↓↓↓

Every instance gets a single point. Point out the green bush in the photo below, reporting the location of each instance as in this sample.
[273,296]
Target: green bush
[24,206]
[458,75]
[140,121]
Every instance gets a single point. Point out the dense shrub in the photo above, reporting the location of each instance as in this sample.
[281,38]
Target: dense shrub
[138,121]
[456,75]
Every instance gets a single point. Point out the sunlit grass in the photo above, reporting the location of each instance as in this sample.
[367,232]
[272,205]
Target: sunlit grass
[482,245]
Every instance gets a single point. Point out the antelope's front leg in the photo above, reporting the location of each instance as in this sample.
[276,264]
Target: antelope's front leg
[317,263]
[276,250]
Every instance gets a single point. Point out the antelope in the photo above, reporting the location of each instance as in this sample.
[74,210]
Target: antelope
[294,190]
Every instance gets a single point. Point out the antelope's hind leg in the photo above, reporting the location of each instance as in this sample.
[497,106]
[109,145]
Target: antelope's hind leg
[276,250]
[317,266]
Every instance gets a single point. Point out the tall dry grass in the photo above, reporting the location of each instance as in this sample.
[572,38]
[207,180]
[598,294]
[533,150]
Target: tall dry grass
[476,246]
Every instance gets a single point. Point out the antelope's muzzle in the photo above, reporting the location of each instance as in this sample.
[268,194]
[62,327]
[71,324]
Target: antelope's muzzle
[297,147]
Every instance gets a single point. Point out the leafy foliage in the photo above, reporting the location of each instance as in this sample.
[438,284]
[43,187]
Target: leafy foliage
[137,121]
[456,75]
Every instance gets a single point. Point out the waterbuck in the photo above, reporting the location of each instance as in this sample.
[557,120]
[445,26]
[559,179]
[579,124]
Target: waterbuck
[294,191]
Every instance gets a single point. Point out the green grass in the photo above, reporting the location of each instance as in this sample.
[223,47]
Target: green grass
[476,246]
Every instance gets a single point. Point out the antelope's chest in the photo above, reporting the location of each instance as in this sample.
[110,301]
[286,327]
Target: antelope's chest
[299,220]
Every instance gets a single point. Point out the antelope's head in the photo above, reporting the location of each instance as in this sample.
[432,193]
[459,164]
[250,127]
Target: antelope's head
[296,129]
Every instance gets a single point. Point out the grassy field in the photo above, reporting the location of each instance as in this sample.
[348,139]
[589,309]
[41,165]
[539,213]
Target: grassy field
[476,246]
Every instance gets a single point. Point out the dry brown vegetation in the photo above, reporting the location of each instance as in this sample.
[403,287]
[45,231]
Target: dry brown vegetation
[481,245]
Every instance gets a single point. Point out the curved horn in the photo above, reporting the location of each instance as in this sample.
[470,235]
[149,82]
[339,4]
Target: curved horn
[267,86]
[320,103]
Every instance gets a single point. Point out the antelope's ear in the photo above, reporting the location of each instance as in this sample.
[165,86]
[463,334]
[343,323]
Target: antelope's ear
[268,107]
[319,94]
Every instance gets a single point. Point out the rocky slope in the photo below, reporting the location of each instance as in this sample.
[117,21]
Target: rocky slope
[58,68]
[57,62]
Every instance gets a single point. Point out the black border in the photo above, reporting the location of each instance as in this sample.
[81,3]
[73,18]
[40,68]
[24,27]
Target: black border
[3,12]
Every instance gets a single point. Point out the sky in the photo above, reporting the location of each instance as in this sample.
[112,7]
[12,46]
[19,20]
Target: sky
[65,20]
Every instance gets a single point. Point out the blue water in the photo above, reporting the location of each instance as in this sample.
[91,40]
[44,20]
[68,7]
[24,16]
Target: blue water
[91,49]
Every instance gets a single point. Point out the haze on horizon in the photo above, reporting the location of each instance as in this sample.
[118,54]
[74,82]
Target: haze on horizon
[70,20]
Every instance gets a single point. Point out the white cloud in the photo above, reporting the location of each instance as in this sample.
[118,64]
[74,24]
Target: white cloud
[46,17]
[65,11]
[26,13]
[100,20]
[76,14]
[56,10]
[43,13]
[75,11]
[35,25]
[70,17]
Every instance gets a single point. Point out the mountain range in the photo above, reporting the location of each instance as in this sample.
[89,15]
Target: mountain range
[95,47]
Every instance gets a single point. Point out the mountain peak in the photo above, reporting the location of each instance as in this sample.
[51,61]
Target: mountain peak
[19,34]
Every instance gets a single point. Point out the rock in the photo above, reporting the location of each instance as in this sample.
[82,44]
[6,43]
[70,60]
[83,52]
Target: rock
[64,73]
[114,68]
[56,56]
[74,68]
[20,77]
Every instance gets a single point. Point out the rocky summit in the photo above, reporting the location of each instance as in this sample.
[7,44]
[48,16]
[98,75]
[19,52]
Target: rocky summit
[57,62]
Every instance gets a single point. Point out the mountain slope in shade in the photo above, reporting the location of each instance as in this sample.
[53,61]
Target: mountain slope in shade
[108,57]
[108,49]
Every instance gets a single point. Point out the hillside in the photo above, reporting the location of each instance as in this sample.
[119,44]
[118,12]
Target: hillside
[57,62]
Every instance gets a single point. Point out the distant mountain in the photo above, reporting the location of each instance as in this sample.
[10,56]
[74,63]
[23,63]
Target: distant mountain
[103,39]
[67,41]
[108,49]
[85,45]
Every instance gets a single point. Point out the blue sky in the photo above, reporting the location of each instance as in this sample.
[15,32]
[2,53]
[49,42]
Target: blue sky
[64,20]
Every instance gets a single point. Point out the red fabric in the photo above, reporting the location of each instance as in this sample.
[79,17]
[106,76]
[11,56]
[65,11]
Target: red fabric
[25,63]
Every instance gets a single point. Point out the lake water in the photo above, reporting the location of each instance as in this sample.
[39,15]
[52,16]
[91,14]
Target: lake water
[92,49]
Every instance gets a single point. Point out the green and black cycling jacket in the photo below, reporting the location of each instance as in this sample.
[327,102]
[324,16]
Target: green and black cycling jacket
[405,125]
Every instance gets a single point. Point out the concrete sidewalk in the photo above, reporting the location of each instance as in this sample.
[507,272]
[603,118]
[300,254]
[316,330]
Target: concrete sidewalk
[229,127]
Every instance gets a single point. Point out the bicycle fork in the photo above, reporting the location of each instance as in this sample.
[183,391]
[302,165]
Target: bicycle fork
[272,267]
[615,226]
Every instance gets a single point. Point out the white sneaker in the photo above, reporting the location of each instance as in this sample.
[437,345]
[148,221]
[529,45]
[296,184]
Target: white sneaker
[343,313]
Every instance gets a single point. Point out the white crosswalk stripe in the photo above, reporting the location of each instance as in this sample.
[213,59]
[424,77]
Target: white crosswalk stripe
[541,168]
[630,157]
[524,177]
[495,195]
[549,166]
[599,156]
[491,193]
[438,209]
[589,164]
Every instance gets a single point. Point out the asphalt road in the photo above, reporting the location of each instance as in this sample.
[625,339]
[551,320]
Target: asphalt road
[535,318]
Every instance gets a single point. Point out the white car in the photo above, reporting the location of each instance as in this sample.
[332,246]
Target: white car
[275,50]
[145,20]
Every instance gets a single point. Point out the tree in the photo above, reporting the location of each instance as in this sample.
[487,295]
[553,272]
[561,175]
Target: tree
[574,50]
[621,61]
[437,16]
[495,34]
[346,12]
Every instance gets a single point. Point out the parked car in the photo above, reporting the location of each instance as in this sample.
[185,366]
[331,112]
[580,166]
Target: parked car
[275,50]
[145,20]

↑↑↑

[Task requirements]
Arrange every line of the material above as a numbered list, omitting any blank lines.

[Answer to this problem]
1. Every instance gets a single point. Point out the green bush in the photo below, reporting the location of each instance as in this sample.
2. [273,296]
3. Target: green bush
4. [24,206]
5. [458,75]
6. [140,121]
7. Every instance gets a single point. Point out the dense shrub in the photo above, reporting the location of each instance as in this sample.
8. [281,38]
9. Target: dense shrub
10. [138,121]
11. [456,75]
12. Every instance gets a single point. Point out the sunlit grass in the photo above, reporting the location of each instance as in this sample.
13. [367,232]
14. [272,205]
15. Target: sunlit grass
16. [482,245]
17. Every instance gets a single point. Point out the antelope's front leg in the photo above, reporting the location of each instance as in this sample.
18. [276,264]
19. Target: antelope's front leg
20. [317,263]
21. [276,250]
22. Every instance gets a single point. Point out the antelope in the photo above, reporting the location of each instance as in this sample.
23. [74,210]
24. Target: antelope
25. [294,190]
26. Every instance gets a single point. Point out the antelope's hind leg in the photo above, reporting the location of each instance as in this sample.
27. [497,106]
28. [109,145]
29. Target: antelope's hind leg
30. [276,250]
31. [317,266]
32. Every instance gets a single point. Point out the tall dry grass in the photo above, reporting the location of each instance as in this sample.
33. [572,38]
34. [207,180]
35. [598,294]
36. [533,150]
37. Target: tall dry grass
38. [476,246]
39. Every instance gets a single point. Point out the antelope's muzzle in the photo above, reporting the location of each instance as in this sample.
40. [268,194]
41. [62,327]
42. [71,324]
43. Target: antelope's muzzle
44. [297,147]
45. Every instance gets a single point. Point out the leafy foliage in the photo above, reporting the location of each instance as in this sample.
46. [438,284]
47. [43,187]
48. Target: leafy foliage
49. [137,121]
50. [456,75]
51. Every instance gets a single point. Point out the waterbuck in the photo above, reporting the location of each instance as in this sample.
52. [557,120]
53. [445,26]
54. [559,179]
55. [579,124]
56. Target: waterbuck
57. [294,191]
58. Every instance gets a single point. Point out the green grass in the photo above, reporting the location of each instance as in this sample.
59. [223,47]
60. Target: green grass
61. [476,246]
62. Every instance gets a single point. Point out the antelope's chest in the photo above, reporting the location of each instance as in this sample.
63. [110,301]
64. [286,327]
65. Target: antelope's chest
66. [299,220]
67. Every instance gets a single point. Point out the antelope's head in the photo above, reporting the location of each instance as in this sample.
68. [432,193]
69. [459,164]
70. [250,127]
71. Target: antelope's head
72. [296,129]
73. Every instance gets a single point. Point out the grassy field in the photo above, reporting the location of each instance as in this sample.
74. [348,139]
75. [589,309]
76. [41,165]
77. [539,213]
78. Target: grassy field
79. [476,246]
80. Every instance gets a single point. Point out the dry brown vegetation in the photo above, reporting the location of each instance as in this sample.
81. [403,287]
82. [45,231]
83. Target: dry brown vegetation
84. [481,245]
85. Every instance gets a single point. Point out the curved horn in the photo above, reporting the location of each instance as in this sample.
86. [470,235]
87. [149,82]
88. [339,4]
89. Target: curved horn
90. [267,86]
91. [320,103]
92. Every instance gets a single point. Point out the antelope's ear in the photo above, reporting the location of each instance as in this sample.
93. [165,86]
94. [463,334]
95. [343,323]
96. Target: antelope's ear
97. [268,107]
98. [319,94]
99. Every instance gets a single point. Point out the rocky slope in the photo below, reporting the location of each instance as in this sample.
100. [117,21]
101. Target: rocky slope
102. [58,68]
103. [57,62]
104. Every instance gets a single point. Point out the black border in the photo above, reporting the location of each instance as in this sample.
105. [81,3]
106. [73,18]
107. [40,68]
108. [24,27]
109. Target: black border
110. [3,12]
111. Every instance gets a single point. Point out the sky in the photo above, reporting the location of each instance as in this sample.
112. [112,7]
113. [12,46]
114. [19,20]
115. Target: sky
116. [65,20]
117. Every instance gets a single point. Point out the blue water in the photo above, reporting the location of each instance as in this sample.
118. [91,40]
119. [44,20]
120. [68,7]
121. [24,16]
122. Target: blue water
123. [91,49]
124. Every instance gets a single point. Point out the haze on horizon in the photo above, reporting the location of each instance as in this sample.
125. [118,54]
126. [74,82]
127. Target: haze on horizon
128. [70,20]
129. Every instance gets a single point. Point out the white cloud in the photo above, reporting the location of each instance as in this sample.
130. [118,64]
131. [74,24]
132. Target: white cloud
133. [46,17]
134. [65,11]
135. [26,13]
136. [100,20]
137. [76,14]
138. [56,10]
139. [43,13]
140. [75,11]
141. [35,25]
142. [70,17]
143. Every instance gets a single point. Point out the mountain range in the photo above, reporting the location of each instance as in this sample.
144. [89,15]
145. Target: mountain range
146. [95,47]
147. Every instance gets a single point. Point out the mountain peak in the photo above, reporting the location of each instance as in this sample.
148. [51,61]
149. Target: mountain peak
150. [19,34]
151. Every instance gets a single point. Point out the rock in the photo above, reporting the location of each instance as in this sample.
152. [82,44]
153. [6,43]
154. [70,60]
155. [83,52]
156. Target: rock
157. [64,73]
158. [114,68]
159. [56,56]
160. [74,68]
161. [20,77]
162. Every instance gets a single point. Point out the rocky summit in the photo above, reporting the location of each instance as in this sample.
163. [7,44]
164. [48,16]
165. [98,75]
166. [19,52]
167. Target: rocky summit
168. [57,62]
169. Every instance gets a single point. Point out the mountain slope in shade in the photo above, reporting the location of each instance as in this sample.
170. [53,61]
171. Target: mountain slope in shade
172. [108,57]
173. [108,49]
174. Every instance gets a single point. Point out the hillside in the photo above, reporting the location of each instance as in this sample.
175. [119,44]
176. [118,12]
177. Target: hillside
178. [57,62]
179. Every instance gets a single point. Point out the distant mountain in the photo above, reporting the location of each instance as in this sample.
180. [10,56]
181. [74,63]
182. [23,63]
183. Target: distant mountain
184. [103,39]
185. [67,41]
186. [108,49]
187. [85,45]
188. Every instance gets a single point. Point out the blue sky in the photo above, reporting the location of each instance as in this sample.
189. [15,32]
190. [2,53]
191. [49,42]
192. Target: blue sky
193. [64,20]
194. Every instance gets a single point. Point out the red fabric in the photo above, reporting the location of each instance as in this sample.
195. [79,17]
196. [106,76]
197. [11,56]
198. [65,11]
199. Target: red fabric
200. [25,63]
201. Every instance gets a single point. Point out the lake water in the photo above, reporting the location of each instance as in this sample.
202. [39,15]
203. [52,16]
204. [91,14]
205. Target: lake water
206. [92,49]
207. Every instance gets a single point. Point out the green and black cycling jacket in the photo below, reporting the location of each instance as in this sample.
208. [327,102]
209. [324,16]
210. Target: green and black cycling jacket
211. [405,125]
212. Every instance gets a single point. Point out the concrete sidewalk in the photo above, reporting the location of each instance as in this sample.
213. [507,272]
214. [603,118]
215. [300,254]
216. [316,330]
217. Target: concrete sidewalk
218. [229,127]
219. Every instance gets a single point. Point out the bicycle fork in the photo above, reporting the location of each instance as in this sample.
220. [183,391]
221. [302,165]
222. Target: bicycle fork
223. [272,267]
224. [615,226]
225. Every instance gets a single point. Point out the white sneaker in the photo above, reporting the location of each instance as in this sample.
226. [437,345]
227. [148,221]
228. [529,45]
229. [296,184]
230. Target: white sneaker
231. [343,313]
232. Every instance gets a single point. Point out the white crosswalk stripe in the photo above, reporting the location of each instance as in this sample.
233. [213,59]
234. [424,77]
235. Target: white crosswalk stripe
236. [541,168]
237. [630,157]
238. [524,177]
239. [495,195]
240. [549,166]
241. [599,156]
242. [491,193]
243. [438,209]
244. [589,164]
245. Every instance gets a single point. Point out the asphalt road in the photo above, reporting the location of each instance as in this sample.
246. [625,339]
247. [551,320]
248. Target: asphalt road
249. [535,318]
250. Every instance gets a single point. Point out the white car in the photo above, reporting the location of each instance as in this sample.
251. [332,246]
252. Target: white car
253. [275,50]
254. [145,20]
255. Every instance gets a single point. Point out the tree in the photo above, reporting the location of each instance as in this sample.
256. [487,295]
257. [553,272]
258. [561,175]
259. Target: tree
260. [574,50]
261. [621,61]
262. [437,16]
263. [495,34]
264. [346,12]
265. Every instance gets a single point. Point out the parked car in the photo above, reporting the location of each instance as in this sample.
266. [185,366]
267. [331,112]
268. [580,166]
269. Target: parked car
270. [275,50]
271. [145,20]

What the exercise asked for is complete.